• **The request**: In the GDP commentary, substitute "forecasts" for "expectations" and restate the part from "Q4 GDP 2nd read" to "look of it.".

• **Provided passage**:
Moral: It is the economy, not the weather. Always. If our economy is so weak it cannot stand weather that is impacting just a quarter of the country, we have serious problems. Oh yeah, that is right, we DO have serious problems.
Q4 GDP 2nd read
2..2% versus 2.1% versus 2.6%. Hey, beat expectations and the whisper of a 1-handle.
Consumption: 4.2% versus 4.3%. Not bad from the look of it.
Inventories: $88B versus $113B in the first read. Ah, there is part of the problem.
All 2014: 2.4%. Still crappy, but without that 5% in Q3, ugh.
Oh yes, what about that 5% and indeed the 2.2% in Q4? What is the story behind the headlines.
Well, you already know that. After the final Q3 read and the robust consumption that drove it, we pointed out that over 2% of the move was due to forced spending on the ACA. That is right, people buying polices because they had to, or paying the fine instead. It is counted the same. Also, there were massive revisions in the estimates of savings versus spending, and that spending was written much higher, also pushing up GDP to absurdly inaccurate levels.
What about Q4? That 4.2% looks good. Obviously that 'gasoline bonus' is helping consumers spend more on creature comforts.
That is true IF forced spending on the ACA is a creature comfort. Indeed, in Q4 spending on ACA was even HIGHER. $21.4B for healthcare versus 20.4B in Q3.
$21.4B = 18% of all spending on goods and services in Q4 was for healthcare. Massive increases since the ACA has taken effect.
You should also take a look at this weekend's Investor's Business Daily article on how spending is forced and thus mandatory, but people buying the required policies are not using them because . . . as I wrote before, they CANNOT AFFORD TO PAY THE DEDUCTIBLE after they pay the premiums.
This is the biggest fraud, the biggest rip off the US citizens have suffered. By merely living in the US the Congress and Executive say you have to purchase something whether you need it, want it, or otherwise. The Supreme Court backed them by saying it was a tax, thus also opening the door to unlimited federal interference by just saying any regulation forcing you to buy something is just a tax. In order to provide voters with insurance funded by others, the government is forcing the transfer of what will be trillions of dollars from those who earn it to those who don't. Nothing new there, just the SCALE of the fleecing is staggering.
Greenspan speaks again.
Ever ready to call reality in the true sense AFTER he left the Fed , Friday Alan Greenspan stated what we all know, at least those who do the math and make even a cursory study of history: the Fed's actions, not the economy, were the main drivers in the massive price expansion in financial assets since the bottom in early 2009.

• **Recorded data**:
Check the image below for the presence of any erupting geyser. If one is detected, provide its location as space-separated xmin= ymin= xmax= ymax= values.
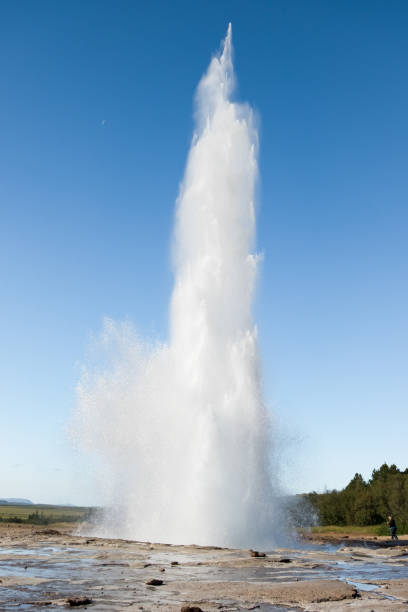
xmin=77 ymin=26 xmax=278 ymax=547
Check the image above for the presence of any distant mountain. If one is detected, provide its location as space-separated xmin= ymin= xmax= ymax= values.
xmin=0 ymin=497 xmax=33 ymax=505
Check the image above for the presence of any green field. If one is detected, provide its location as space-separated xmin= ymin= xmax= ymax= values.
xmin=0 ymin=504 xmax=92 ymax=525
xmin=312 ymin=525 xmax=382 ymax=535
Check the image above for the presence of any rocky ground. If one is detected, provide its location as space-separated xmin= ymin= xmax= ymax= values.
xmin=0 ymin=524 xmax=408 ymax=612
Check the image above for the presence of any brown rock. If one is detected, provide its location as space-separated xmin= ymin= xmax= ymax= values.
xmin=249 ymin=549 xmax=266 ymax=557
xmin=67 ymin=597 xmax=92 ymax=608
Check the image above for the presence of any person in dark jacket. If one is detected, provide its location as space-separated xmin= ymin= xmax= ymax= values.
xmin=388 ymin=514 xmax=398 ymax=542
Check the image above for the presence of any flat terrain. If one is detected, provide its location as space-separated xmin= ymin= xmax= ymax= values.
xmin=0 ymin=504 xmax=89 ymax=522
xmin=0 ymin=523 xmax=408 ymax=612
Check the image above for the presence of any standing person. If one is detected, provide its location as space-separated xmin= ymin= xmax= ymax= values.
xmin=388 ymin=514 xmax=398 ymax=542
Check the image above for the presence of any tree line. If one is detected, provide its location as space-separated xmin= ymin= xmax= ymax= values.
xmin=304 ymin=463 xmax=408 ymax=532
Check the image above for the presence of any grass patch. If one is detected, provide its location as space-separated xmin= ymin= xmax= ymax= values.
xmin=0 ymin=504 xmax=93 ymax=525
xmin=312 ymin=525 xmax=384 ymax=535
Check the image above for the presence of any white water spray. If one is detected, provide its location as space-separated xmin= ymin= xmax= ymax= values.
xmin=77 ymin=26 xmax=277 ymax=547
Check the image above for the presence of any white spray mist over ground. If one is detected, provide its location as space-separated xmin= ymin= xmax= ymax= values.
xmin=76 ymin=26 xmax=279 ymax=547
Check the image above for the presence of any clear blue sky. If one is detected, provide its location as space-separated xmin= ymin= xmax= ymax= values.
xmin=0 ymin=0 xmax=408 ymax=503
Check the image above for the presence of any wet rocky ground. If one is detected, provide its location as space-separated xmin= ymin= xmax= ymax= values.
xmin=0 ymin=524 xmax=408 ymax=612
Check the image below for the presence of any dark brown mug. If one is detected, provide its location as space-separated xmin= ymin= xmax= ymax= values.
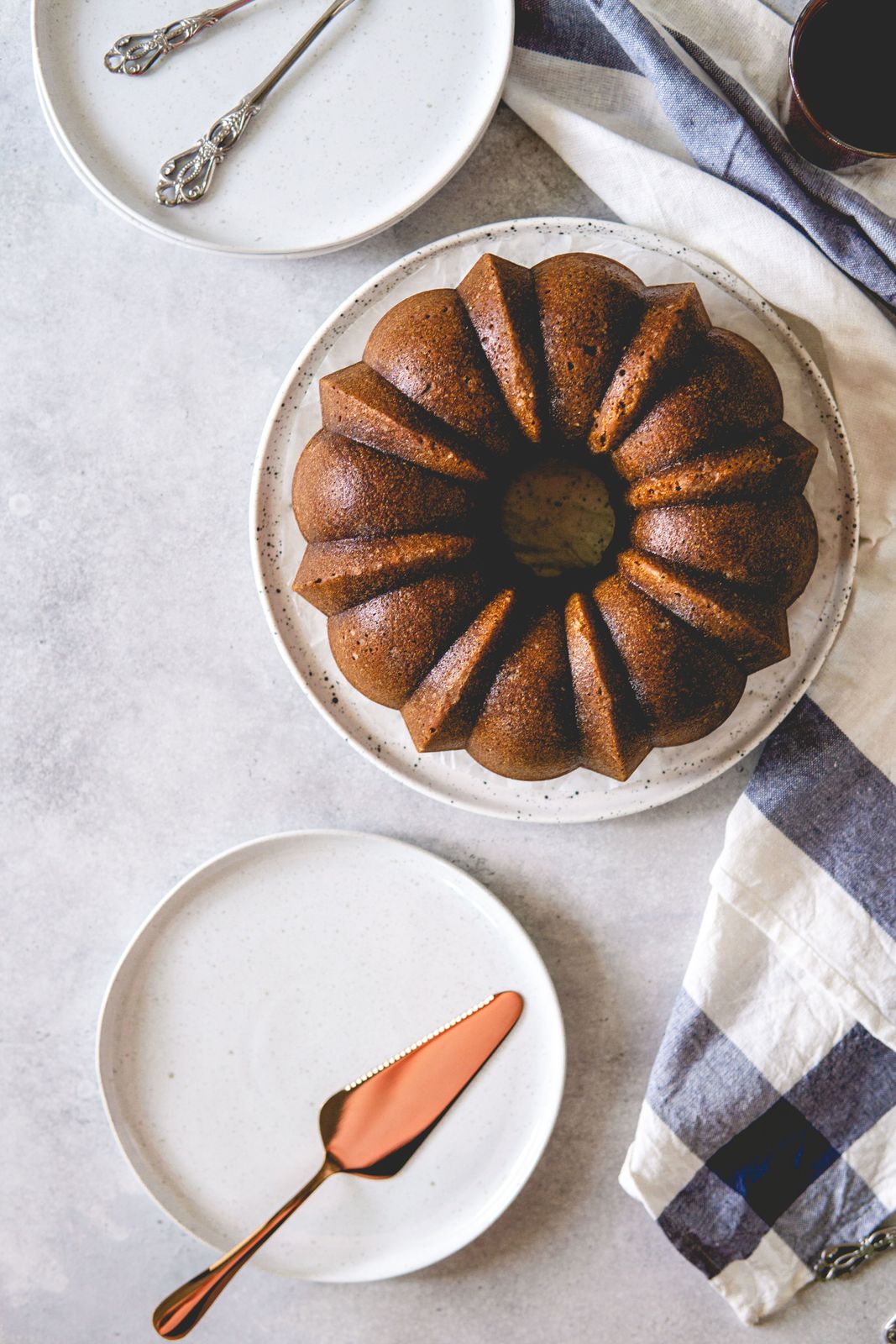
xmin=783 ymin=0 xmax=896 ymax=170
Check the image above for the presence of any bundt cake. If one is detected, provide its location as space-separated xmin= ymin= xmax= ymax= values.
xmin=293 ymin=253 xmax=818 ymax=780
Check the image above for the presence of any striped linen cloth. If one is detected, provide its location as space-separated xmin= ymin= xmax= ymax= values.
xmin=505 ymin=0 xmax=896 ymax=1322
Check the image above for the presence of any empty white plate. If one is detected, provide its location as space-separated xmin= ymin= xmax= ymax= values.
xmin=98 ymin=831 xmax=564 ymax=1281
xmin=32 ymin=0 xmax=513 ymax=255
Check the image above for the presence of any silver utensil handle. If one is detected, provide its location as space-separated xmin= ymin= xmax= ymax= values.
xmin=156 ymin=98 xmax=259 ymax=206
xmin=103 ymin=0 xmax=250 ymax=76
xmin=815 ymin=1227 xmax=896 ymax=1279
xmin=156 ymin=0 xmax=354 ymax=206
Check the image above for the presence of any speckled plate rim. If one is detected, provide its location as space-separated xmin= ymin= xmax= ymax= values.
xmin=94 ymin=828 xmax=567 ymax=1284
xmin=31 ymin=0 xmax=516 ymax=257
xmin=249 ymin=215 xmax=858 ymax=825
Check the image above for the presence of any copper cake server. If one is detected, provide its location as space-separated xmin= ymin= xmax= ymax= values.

• **Exercise solution**:
Q4 GDP 2nd read
2..2% versus 2.1% versus 2.6%. Hey, beat forecasts and the whisper of a 1-handle.
Consumption: 4.2% versus 4.3%. Not bad from the look of it.